» **Work to complete**:
a - Which sentences in the model-train forum thread end with a question mark? Quote each one in full.
b - Swap "bottle" for "jar" in the entries, starting at the line that contains "Objective — one pin per instance of the harness" and ending at the end of the entries, leaving everything else unchanged.

» **Document**:
# Is this any good?



## norgale (Apr 4, 2011)

Thinking about going with DCC I have been talking with people on a DCC group and it seems that this Zephyr Xtra is what I need. I understand that it has everything in one box and that I need decoders in my engines to make it work. So my question for you DCC gurus is can I run two or three trains with this box and then also do switching with a fourth loco in a yard while the others continue to run?
http://www.digitrax.com/static/apps/products/starter-sets/dcs51/images/DGTDCS51_jpg_350x900_q85.jpg


----------



## JerryH (Nov 18, 2012)

Yes it can , but can *you* watch and run 4 trains at the same time?


----------



## norgale (Apr 4, 2011)

Ha! Good question Jerry. What I plan on is two loops that can run two trains with Mu's so they can't run into each other. Then I might want to do some switching in a yard while the other two are still running around in circles. My turnouts will be controlled by the usual buttons and run off a separate transformer as will any lighting that I may put on the layout. I can still add signaling and computer control down the road and not have to rewire everything right? At least that's what it looks like to me so far.

» **Data for the task**:
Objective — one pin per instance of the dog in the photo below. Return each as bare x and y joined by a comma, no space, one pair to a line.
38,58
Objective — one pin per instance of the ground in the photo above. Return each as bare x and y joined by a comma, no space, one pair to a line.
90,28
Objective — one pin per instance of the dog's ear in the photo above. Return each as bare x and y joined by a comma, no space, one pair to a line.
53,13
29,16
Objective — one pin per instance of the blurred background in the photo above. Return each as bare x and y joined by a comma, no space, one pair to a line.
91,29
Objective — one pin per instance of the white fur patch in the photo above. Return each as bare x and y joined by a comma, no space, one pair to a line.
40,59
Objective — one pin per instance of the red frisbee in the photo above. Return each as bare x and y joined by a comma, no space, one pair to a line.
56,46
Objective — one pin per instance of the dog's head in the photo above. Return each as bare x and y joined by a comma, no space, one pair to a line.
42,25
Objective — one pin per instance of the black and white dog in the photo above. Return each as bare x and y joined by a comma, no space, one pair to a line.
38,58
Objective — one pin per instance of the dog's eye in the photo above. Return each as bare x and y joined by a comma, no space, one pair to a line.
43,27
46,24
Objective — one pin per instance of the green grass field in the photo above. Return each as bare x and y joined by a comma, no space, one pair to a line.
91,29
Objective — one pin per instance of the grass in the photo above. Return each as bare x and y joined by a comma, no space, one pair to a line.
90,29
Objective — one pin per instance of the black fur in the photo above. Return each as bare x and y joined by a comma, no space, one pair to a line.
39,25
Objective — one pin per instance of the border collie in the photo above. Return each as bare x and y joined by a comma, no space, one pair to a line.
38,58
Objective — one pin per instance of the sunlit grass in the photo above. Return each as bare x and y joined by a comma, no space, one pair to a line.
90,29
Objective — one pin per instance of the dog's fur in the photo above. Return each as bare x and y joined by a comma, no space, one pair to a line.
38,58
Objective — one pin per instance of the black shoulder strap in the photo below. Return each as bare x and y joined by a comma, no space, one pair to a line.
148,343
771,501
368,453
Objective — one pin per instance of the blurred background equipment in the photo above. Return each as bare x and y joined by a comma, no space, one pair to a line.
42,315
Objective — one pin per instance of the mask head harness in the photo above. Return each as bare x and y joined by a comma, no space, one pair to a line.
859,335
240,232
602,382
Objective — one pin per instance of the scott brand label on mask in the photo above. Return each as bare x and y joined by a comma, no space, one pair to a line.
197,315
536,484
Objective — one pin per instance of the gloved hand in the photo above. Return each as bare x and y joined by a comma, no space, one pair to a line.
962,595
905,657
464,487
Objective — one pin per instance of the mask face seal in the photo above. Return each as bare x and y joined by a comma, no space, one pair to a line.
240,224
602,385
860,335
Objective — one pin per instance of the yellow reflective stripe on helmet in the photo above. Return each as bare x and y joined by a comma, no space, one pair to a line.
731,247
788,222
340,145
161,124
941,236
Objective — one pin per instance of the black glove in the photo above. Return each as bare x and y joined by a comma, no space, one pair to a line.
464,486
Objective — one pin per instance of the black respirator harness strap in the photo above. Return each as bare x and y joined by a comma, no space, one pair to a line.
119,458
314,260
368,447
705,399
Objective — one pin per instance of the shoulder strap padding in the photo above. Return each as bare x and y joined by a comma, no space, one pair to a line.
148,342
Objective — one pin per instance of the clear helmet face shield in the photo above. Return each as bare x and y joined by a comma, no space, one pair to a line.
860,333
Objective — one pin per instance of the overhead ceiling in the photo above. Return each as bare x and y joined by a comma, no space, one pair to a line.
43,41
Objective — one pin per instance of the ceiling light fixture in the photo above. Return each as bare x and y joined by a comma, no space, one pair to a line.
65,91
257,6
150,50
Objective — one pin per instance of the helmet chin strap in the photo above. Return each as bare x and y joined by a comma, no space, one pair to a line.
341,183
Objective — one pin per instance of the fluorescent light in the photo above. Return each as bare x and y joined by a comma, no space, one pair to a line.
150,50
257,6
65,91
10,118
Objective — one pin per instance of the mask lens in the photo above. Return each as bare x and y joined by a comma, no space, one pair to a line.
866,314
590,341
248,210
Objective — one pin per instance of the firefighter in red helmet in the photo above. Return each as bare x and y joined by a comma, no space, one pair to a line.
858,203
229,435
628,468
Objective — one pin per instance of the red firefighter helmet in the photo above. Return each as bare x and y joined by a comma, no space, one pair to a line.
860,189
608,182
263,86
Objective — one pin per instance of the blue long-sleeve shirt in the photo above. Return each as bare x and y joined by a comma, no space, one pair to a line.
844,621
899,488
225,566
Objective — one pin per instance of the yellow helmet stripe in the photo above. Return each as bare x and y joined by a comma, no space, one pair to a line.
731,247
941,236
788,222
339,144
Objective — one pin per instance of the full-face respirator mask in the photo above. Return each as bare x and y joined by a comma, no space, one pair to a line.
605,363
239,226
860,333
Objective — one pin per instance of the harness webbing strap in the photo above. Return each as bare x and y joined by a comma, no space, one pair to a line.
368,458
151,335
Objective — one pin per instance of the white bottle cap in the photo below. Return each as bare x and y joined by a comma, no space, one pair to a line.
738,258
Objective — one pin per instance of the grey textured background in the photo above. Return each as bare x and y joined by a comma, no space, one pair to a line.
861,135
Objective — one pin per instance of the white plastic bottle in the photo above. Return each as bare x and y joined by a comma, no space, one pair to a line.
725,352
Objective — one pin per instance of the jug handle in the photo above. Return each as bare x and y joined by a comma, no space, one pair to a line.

» **Solution set**:
a -
Is this any good?
So my question for you DCC gurus is can I run two or three trains with this box and then also do switching with a fourth loco in a yard while the others continue to run?
Yes it can , but can *you* watch and run 4 trains at the same time?
I can still add signaling and computer control down the road and not have to rewire everything right?

b -
Objective — one pin per instance of the harness webbing strap in the photo above. Return each as bare x and y joined by a comma, no space, one pair to a line.
368,458
151,335
Objective — one pin per instance of the white jar cap in the photo below. Return each as bare x and y joined by a comma, no space, one pair to a line.
738,258
Objective — one pin per instance of the grey textured background in the photo above. Return each as bare x and y joined by a comma, no space, one pair to a line.
861,135
Objective — one pin per instance of the white plastic jar in the photo above. Return each as bare x and y joined by a comma, no space, one pair to a line.
725,352
Objective — one pin per instance of the jug handle in the photo above. Return each as bare x and y joined by a comma, no space, one pair to a line.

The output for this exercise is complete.